EXTRAIT
PJ – … c’est l’écart de taux. On prend généralement l’Allemagne comme référence parce que c’est le pays le plus riche dans la zone et qui a en général des taux plus bas que les autres mais dès qu’un risque apparaît pour un pays – il faut comprendre un peu le mécanisme -, qu’est-ce qui se passe ? Pourquoi est-ce que les taux pour ce pays augmentent ? Parce qu’on introduit à l’intérieur du calcul de ce taux, on introduit une prime de risque de non-remboursement : que les gens pourraient faire défaut finalement sur leur dette, mais aussi, et cela a été essentiel dans le cas de la Grèce aussi, la possibilité que le pays sorte de la zone euro, qu’il y ait un risque de ce qu’on appelle de conversion, c’est-à-dire qu’il rembourse un jour avec des clopinettes, c’est-à-dire avec une drachme ou avec une lire complètement dévaluée. C’est pour cela que ces taux montent. Alors, qu’est-ce que ça veut dire ? Ça veut dire qu’un pays en difficulté à l’intérieur de la zone euro devra pour emprunter, pour se financer, il devra payer davantage s’il est en difficulté. Et celui qui est déjà très très riche, il pourra prêter à ce taux plus élevé, il pourra encore s’enrichir davantage sur le problème des autres. C’est ça le mécanisme pervers qu’il y a au milieu de la zone euro.

CONSIGNE
D'après l'extrait sur l'écart de taux, pourquoi l'Allemagne sert-elle généralement de référence ?

JEU DE DONNÉES
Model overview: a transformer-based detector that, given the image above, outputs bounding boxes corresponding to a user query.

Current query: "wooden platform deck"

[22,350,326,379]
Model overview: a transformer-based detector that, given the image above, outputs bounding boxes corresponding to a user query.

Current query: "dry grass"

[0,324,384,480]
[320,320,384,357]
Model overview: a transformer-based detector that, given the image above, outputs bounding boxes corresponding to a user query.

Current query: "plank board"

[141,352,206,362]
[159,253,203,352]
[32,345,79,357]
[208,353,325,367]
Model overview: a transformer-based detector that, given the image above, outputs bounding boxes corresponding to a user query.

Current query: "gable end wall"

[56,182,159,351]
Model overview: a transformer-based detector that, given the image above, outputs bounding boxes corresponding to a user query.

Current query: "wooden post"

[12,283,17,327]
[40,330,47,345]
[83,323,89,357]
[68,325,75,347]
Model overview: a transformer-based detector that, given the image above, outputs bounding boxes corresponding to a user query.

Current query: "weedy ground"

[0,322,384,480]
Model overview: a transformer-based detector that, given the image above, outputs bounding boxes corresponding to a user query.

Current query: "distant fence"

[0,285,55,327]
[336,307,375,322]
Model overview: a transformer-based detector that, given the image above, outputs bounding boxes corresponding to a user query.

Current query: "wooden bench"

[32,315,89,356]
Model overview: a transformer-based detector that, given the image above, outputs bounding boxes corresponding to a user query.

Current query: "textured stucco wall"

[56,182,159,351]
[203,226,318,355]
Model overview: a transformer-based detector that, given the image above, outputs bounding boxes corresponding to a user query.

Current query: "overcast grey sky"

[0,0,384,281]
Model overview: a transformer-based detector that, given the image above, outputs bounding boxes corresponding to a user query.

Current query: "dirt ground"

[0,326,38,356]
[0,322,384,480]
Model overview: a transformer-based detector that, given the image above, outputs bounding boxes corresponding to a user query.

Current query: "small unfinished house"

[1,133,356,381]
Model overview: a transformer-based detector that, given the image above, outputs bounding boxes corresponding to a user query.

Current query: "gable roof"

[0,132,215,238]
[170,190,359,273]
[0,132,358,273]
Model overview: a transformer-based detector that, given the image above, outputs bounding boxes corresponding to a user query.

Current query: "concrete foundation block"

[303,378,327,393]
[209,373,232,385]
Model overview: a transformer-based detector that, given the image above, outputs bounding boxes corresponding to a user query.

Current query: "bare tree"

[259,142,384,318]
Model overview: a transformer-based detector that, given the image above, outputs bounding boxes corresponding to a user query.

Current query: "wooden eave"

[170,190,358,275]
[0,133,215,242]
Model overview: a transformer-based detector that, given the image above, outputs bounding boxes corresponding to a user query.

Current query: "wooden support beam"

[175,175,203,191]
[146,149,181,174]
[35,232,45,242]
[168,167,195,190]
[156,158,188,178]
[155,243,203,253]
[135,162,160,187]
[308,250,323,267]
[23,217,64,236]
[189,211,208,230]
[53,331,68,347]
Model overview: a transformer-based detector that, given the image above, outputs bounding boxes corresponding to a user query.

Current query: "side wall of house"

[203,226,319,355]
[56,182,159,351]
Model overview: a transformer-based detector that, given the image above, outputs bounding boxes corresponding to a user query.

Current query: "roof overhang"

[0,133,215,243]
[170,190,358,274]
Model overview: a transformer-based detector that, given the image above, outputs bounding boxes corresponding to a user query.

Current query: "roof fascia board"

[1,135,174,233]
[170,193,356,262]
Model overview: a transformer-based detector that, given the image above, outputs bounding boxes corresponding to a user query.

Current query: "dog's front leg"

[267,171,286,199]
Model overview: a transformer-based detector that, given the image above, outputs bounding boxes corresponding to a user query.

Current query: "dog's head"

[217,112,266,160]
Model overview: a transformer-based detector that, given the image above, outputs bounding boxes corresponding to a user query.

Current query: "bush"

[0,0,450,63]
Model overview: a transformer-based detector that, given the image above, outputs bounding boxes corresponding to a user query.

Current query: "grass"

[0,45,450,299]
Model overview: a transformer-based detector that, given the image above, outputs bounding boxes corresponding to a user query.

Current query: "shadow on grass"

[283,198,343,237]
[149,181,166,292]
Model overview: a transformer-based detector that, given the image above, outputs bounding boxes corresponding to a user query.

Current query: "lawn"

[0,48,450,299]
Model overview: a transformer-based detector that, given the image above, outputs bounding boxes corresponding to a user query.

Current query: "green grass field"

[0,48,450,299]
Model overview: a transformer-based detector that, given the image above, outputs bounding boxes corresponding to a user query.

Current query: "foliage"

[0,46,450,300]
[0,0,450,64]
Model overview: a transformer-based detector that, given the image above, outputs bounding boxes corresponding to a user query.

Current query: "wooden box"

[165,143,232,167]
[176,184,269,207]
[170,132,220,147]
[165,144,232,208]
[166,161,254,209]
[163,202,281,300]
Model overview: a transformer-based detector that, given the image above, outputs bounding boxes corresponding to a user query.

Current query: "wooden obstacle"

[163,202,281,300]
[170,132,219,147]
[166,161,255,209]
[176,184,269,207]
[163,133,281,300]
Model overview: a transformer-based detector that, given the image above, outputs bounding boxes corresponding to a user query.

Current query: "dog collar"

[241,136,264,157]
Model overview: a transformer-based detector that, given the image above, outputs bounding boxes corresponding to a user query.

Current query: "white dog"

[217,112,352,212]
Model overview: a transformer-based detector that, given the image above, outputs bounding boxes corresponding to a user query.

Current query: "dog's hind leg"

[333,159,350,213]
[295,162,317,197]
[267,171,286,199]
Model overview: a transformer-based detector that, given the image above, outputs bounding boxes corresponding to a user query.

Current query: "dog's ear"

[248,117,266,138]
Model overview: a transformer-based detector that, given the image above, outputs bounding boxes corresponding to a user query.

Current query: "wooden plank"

RÉSULTAT
C'est le pays le plus riche de la zone et il a en général des taux plus bas que les autres.